(Beginning of Text excerpt)
An Australian nuclear campaigner says China has the potential to become a world leader in the development of nuclear power plants. Scientists in China say they have created nuclear fuel reprocessing technology, which could effectively end concerns over the supply of uranium. They say the breakthrough by China's National Nuclear Corporation could mean the country will have a uranium supply which could last three thousand years.
Presenter: Christine Webster
Speakers: Outgoing Chairman of the Australian Nuclear Science and Technology Organisation, Ziggy Switkowski; Yang Ailun, Campaign Manager of Climate and Energy with Greenpeace China
WEBSTER: China, the world's second largest economy, says it wants to get 15 per cent of its power from renewable sources by 2020.
And according to state media reports the Government also wants to increase its nuclear power capacity to up to 80 gigawatts in the same time frame to account for about five per cent of the nation's total installed power capacity. Outgoing Chairman of the Australian Nuclear Science and Technology Organisation, Ziggy Switkowski says China already has 12 working nuclear power reactors and 24 others are under construction.
SWITKOWSKI: Seems to be that, the Chinese have many programs in these areas. They have a national commitment, to increasing their use of nuclear power in the decades ahead and they have some world-leading engineers and scientists on this task. So I think they've probably made progress in the design of next-generation reactors and in the complex matters of management of the fuel.
(End of Text excerpt)
(Beginning of Data)
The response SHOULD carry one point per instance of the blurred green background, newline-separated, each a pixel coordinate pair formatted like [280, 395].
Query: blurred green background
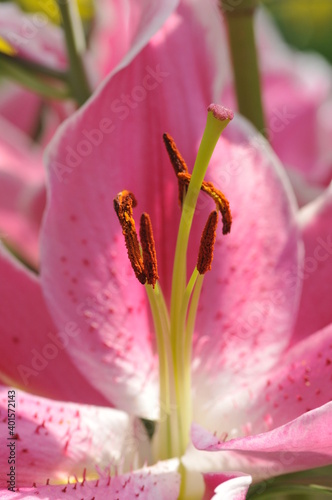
[306, 24]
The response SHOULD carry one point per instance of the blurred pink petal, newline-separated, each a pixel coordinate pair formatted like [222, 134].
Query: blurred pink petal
[229, 486]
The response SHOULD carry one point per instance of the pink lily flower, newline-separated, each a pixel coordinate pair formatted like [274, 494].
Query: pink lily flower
[35, 38]
[296, 92]
[252, 364]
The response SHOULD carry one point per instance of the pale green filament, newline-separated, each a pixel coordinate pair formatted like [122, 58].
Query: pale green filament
[174, 333]
[212, 132]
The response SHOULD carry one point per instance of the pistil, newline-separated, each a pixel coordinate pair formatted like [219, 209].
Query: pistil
[174, 331]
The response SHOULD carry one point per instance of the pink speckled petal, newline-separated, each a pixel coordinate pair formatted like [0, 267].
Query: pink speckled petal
[122, 28]
[315, 307]
[33, 36]
[100, 151]
[32, 350]
[303, 443]
[301, 382]
[247, 308]
[160, 481]
[229, 486]
[57, 440]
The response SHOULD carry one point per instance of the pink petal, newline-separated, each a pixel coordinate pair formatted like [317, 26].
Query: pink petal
[303, 443]
[157, 482]
[32, 350]
[22, 193]
[33, 36]
[100, 151]
[122, 28]
[295, 86]
[56, 440]
[300, 383]
[315, 307]
[247, 307]
[12, 99]
[229, 486]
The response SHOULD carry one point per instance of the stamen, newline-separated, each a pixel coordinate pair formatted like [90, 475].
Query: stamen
[205, 255]
[148, 250]
[219, 198]
[177, 162]
[123, 205]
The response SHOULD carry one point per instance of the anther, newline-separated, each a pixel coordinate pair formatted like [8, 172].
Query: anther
[205, 254]
[219, 198]
[177, 162]
[123, 205]
[148, 250]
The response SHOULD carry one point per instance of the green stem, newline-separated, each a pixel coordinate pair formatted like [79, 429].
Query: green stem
[24, 77]
[75, 47]
[35, 68]
[240, 23]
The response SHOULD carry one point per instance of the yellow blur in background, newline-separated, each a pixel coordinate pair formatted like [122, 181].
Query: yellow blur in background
[50, 8]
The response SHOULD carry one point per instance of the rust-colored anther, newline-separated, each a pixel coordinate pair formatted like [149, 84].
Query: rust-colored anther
[205, 254]
[222, 204]
[219, 198]
[123, 205]
[177, 162]
[148, 250]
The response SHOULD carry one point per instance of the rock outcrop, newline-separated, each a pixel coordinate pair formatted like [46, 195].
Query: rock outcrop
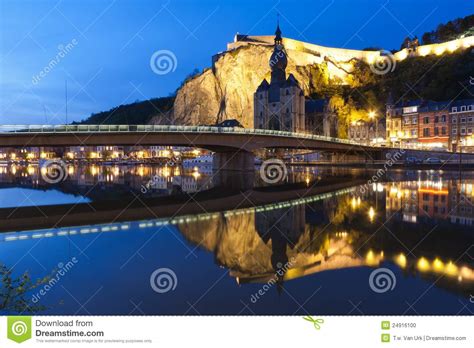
[226, 91]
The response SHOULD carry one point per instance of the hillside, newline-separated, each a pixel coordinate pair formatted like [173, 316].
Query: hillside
[136, 113]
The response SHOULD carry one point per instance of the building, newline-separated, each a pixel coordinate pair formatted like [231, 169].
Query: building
[433, 125]
[461, 114]
[402, 123]
[281, 104]
[367, 132]
[320, 118]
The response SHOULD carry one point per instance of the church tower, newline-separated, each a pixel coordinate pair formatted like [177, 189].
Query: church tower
[280, 104]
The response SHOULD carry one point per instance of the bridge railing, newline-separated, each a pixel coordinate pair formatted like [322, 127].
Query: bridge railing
[8, 129]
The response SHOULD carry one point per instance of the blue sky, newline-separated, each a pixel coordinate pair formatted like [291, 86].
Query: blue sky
[111, 42]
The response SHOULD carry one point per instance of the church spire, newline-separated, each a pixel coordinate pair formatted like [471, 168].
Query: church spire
[278, 59]
[278, 39]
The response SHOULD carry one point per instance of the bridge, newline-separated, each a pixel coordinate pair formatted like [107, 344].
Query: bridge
[233, 146]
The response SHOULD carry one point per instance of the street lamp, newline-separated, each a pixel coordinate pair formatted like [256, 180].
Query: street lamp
[373, 116]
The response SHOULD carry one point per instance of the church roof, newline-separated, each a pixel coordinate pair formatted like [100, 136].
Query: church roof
[291, 81]
[314, 105]
[263, 86]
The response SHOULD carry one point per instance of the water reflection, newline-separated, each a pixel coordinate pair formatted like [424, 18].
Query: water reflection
[419, 224]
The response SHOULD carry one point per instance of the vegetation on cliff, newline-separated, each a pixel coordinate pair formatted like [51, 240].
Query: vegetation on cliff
[450, 31]
[433, 77]
[140, 112]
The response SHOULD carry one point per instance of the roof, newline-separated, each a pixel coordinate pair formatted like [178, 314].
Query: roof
[434, 106]
[314, 105]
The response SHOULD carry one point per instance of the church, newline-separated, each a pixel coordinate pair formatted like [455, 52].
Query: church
[281, 104]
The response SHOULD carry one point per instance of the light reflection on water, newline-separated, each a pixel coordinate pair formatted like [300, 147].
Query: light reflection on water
[419, 225]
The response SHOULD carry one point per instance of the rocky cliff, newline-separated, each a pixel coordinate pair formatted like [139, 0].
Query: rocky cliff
[226, 91]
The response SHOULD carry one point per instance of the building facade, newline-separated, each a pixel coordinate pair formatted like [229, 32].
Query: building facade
[281, 104]
[461, 113]
[428, 125]
[367, 132]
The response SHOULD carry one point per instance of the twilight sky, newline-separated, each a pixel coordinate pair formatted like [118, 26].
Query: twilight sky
[106, 45]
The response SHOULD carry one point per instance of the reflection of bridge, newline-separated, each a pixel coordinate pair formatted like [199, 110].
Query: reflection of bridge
[232, 145]
[114, 211]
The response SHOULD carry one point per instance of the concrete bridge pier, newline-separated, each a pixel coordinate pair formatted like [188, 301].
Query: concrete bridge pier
[233, 160]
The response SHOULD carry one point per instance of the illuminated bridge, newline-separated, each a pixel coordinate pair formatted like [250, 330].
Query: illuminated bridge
[233, 146]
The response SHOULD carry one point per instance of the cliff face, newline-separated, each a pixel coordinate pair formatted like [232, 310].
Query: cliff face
[227, 92]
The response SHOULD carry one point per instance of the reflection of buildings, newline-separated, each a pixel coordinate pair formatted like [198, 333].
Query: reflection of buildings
[283, 227]
[431, 199]
[153, 179]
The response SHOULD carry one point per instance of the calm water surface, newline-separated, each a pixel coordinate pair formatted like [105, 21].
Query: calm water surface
[307, 245]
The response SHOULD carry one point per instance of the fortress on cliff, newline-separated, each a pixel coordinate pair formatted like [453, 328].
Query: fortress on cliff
[339, 60]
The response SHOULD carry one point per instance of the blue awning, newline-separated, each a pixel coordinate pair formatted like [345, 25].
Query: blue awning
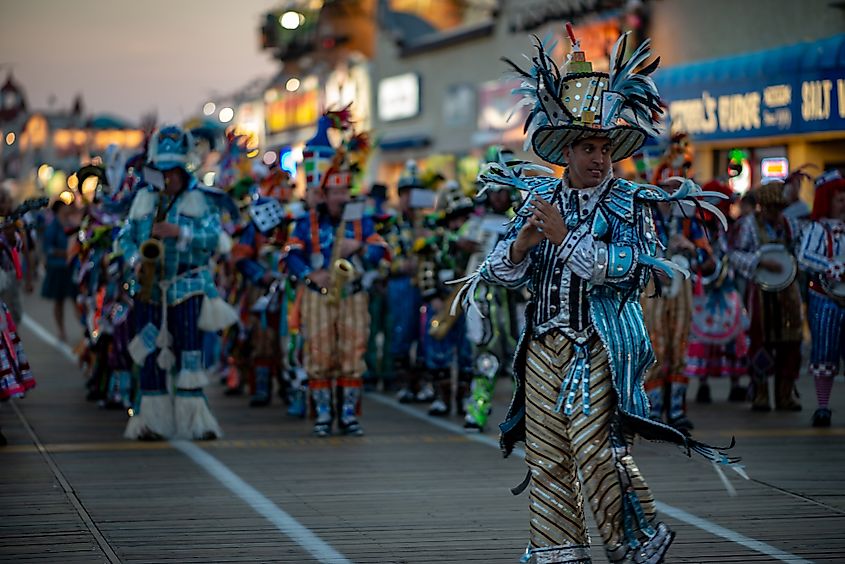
[787, 90]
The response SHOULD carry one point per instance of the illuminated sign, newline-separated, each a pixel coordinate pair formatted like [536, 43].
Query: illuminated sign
[774, 167]
[291, 110]
[399, 97]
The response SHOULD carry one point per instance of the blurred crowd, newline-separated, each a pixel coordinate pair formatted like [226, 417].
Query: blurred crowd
[314, 299]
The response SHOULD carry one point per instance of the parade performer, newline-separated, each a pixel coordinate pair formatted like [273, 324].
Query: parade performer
[586, 246]
[103, 303]
[667, 314]
[257, 256]
[15, 374]
[492, 328]
[444, 340]
[328, 250]
[822, 254]
[168, 239]
[718, 341]
[762, 253]
[403, 289]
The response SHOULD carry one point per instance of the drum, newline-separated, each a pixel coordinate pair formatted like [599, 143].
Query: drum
[769, 281]
[836, 290]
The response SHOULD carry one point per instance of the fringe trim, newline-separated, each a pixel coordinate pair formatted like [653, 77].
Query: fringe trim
[216, 315]
[154, 414]
[193, 418]
[193, 204]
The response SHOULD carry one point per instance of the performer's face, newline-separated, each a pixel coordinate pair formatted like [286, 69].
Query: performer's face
[589, 161]
[837, 205]
[174, 181]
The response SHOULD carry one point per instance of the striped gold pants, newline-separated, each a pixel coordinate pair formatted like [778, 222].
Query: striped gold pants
[559, 446]
[334, 335]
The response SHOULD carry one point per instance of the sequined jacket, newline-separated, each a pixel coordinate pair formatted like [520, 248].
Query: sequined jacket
[186, 258]
[587, 287]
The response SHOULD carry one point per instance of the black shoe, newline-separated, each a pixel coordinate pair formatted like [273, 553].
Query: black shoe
(End of Data)
Please continue the report on China's nuclear power plans from the point where it stops. This data comes from a separate source, unrelated to the text.

▶ _Answer for the task_
WEBSTER: Nuclear power at present only provides China with two percent of its national energy supply.
Dr Switkowski says western countries may have been the first to developed the nuclear reactor, but China has the potential to become experts in their design in the future.
SWITKOWSKI: The technology for nuclear reactors is sophisticated. It's been developed by the west, the US, Europe, particularly France and the UK, Russia and Japan. But the Chinese are catching up quickly and where they are likely to take the lead is that they're building reactors at the moment faster than any other countries.
WEBSTER: Campaign Manager of Climate and Energy with Greenpeace China, Yang Ailun says environmentalists will need a bit of time to examine the environmental impact of the nuclear fuel reprocessing technology. But she says it does not address safety concerns associated with the nuclear power industry in China.
YANG: In China the operation of nuclear facilities is not really transparent so it's very difficult for public or environmental organisations to actually access data or information about whether these facilities are operated safely. However just in general, nuclear power plants they do create negative environmental impacts for the areas around them.
WEBSTER: Ms Yang says China should be focussing on implementing other forms of cleaner energy.
YANG: There is still enormous space for China to improve energy efficiency. There's a lot of energy that's simply wasted in China. On the other hand, we're seeing very encouraging developments of renewable energy industry in China, like wind and solar.
WEBSTER: Ziggy Switkowski argues greenhouse gas emissions will be reduced if the use of nuclear energy becomes more widespread across the world. Dr Switkowski says Australia is lagging behind its Asian neighbours by not developing nuclear energy.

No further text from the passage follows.